> _INSTRUCTIONS TO FOLLOW_: Please substitute "dark neck" for every occurrence of "black neck" in the material below and reproduce it with everything else unchanged.

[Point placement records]
** Begin **

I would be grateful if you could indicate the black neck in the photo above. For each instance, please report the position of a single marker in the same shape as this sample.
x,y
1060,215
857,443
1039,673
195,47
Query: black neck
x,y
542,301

** End **

> _EXERCISE RESULT_:
I would be grateful if you could indicate the dark neck in the photo above. For each instance, please report the position of a single marker in the same shape as this sample.
x,y
1060,215
857,443
1039,673
195,47
Query: dark neck
x,y
542,301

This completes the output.